*Exercise brief:*
The response must consist of the records below, copied exactly.

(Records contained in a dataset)
BEGIN

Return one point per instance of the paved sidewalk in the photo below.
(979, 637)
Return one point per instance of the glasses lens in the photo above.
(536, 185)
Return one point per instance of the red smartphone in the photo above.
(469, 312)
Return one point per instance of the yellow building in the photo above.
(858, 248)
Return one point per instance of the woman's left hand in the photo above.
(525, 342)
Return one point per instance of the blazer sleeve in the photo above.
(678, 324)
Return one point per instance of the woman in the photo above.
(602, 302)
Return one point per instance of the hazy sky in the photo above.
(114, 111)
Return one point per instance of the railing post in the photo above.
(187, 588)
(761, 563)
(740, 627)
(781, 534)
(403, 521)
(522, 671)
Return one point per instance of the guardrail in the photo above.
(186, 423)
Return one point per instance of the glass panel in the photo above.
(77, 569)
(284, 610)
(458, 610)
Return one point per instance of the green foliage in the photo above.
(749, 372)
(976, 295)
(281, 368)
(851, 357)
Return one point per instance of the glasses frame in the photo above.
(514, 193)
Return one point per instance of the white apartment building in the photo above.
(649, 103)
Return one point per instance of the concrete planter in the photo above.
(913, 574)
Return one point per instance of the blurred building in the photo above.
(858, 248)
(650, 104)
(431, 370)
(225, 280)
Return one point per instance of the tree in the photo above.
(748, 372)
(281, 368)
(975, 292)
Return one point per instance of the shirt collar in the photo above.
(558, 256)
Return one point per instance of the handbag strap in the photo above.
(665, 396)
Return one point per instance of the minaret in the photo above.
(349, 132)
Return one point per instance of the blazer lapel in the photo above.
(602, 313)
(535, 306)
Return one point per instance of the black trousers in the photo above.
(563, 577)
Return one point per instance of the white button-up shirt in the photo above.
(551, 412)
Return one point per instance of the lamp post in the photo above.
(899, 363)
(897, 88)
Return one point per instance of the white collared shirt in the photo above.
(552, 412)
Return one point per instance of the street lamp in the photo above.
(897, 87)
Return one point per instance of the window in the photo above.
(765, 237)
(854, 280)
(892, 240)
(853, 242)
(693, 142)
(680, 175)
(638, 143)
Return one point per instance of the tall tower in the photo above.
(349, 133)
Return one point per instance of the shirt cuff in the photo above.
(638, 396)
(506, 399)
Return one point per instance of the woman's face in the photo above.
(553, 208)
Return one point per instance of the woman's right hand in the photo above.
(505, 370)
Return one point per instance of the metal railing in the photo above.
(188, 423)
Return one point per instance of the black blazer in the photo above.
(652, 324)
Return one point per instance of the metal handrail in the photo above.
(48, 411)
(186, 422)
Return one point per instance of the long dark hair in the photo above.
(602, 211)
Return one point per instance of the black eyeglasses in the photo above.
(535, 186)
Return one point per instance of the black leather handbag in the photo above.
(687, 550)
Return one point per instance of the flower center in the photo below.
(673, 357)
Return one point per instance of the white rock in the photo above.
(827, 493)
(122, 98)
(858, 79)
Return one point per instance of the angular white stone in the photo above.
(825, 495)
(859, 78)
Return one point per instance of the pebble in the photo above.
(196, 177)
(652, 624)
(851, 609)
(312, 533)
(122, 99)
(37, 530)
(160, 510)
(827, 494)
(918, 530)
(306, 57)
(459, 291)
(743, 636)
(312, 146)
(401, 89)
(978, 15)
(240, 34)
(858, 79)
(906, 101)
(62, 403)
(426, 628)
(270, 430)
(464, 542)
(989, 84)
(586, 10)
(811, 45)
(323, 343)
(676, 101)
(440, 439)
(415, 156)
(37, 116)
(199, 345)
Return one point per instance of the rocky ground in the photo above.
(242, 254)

END

*Answer section:*
Return one point per instance of the paved sidewalk in the photo below.
(979, 637)
Return one point per instance of the glasses lens in the photo above.
(536, 185)
Return one point per instance of the red smartphone in the photo above.
(469, 312)
Return one point per instance of the yellow building in the photo above.
(858, 248)
Return one point per instance of the woman's left hand in the photo above.
(525, 342)
Return one point per instance of the blazer sleeve in the photo above.
(678, 324)
Return one point per instance of the woman in the photo above.
(602, 302)
Return one point per instance of the hazy sky in the photo above.
(114, 111)
Return one point per instance of the railing post in the photo above.
(187, 588)
(761, 563)
(740, 627)
(781, 534)
(403, 521)
(522, 671)
Return one point per instance of the guardrail in the photo above.
(186, 423)
Return one point per instance of the glass panel in the photo above.
(77, 569)
(284, 610)
(458, 610)
Return one point per instance of the green foliage in the photo above.
(749, 372)
(976, 295)
(281, 368)
(851, 357)
Return one point per instance of the glasses frame in the photo above.
(514, 193)
Return one point per instance of the white apartment building in the photo above.
(649, 103)
Return one point per instance of the concrete planter in the photo above.
(913, 574)
Return one point per instance of the blurred building in the photo above.
(858, 248)
(650, 104)
(431, 370)
(225, 280)
Return one point per instance of the tree in the photo above.
(748, 372)
(281, 368)
(975, 292)
Return one point per instance of the shirt collar in the photo above.
(558, 256)
Return one point per instance of the handbag strap in the photo above.
(665, 396)
Return one point per instance of the minaret in the photo above.
(349, 132)
Return one point per instance of the blazer lapel in the photo above.
(602, 313)
(535, 306)
Return one point per instance of the black trousers in the photo above.
(563, 577)
Return one point per instance of the white button-up shirt in the photo above.
(551, 412)
Return one point per instance of the lamp post in the photo above.
(899, 363)
(897, 88)
Return one point per instance of the white collared shirt in the photo above.
(552, 412)
Return one point per instance of the street lamp in the photo above.
(897, 87)
Return one point per instance of the window in the photo above.
(765, 237)
(854, 280)
(892, 240)
(853, 242)
(693, 142)
(680, 175)
(638, 143)
Return one point per instance of the tall tower in the photo above.
(349, 133)
Return one point per instance of the shirt cuff in the photo above.
(638, 396)
(506, 399)
Return one point per instance of the woman's face in the photo above.
(553, 208)
Return one point per instance of the woman's right hand in the photo above.
(505, 370)
Return one point per instance of the metal railing in the photo above.
(188, 423)
Return one point per instance of the black blazer in the photo above.
(652, 324)
Return one point per instance of the metal handrail in the photo above.
(48, 411)
(186, 422)
Return one point per instance of the long dark hair in the photo above.
(602, 211)
Return one point per instance of the black eyeglasses in the photo above.
(535, 186)
Return one point per instance of the black leather handbag in the photo above.
(687, 550)
Return one point per instance of the flower center in the photo below.
(673, 357)
Return one point per instance of the white rock in the photo above.
(827, 493)
(122, 98)
(858, 79)
Return one point per instance of the angular white stone in the photo above.
(825, 495)
(859, 78)
Return one point per instance of the pebble in the photo above.
(196, 177)
(652, 624)
(851, 609)
(312, 533)
(122, 99)
(37, 530)
(160, 510)
(827, 494)
(918, 530)
(306, 57)
(459, 291)
(743, 636)
(312, 146)
(401, 89)
(978, 15)
(240, 34)
(858, 79)
(906, 101)
(62, 403)
(426, 628)
(270, 430)
(464, 542)
(989, 84)
(586, 10)
(811, 45)
(323, 343)
(676, 101)
(440, 439)
(415, 156)
(37, 116)
(199, 345)
Return one point per instance of the rocky ground in the photo above.
(242, 254)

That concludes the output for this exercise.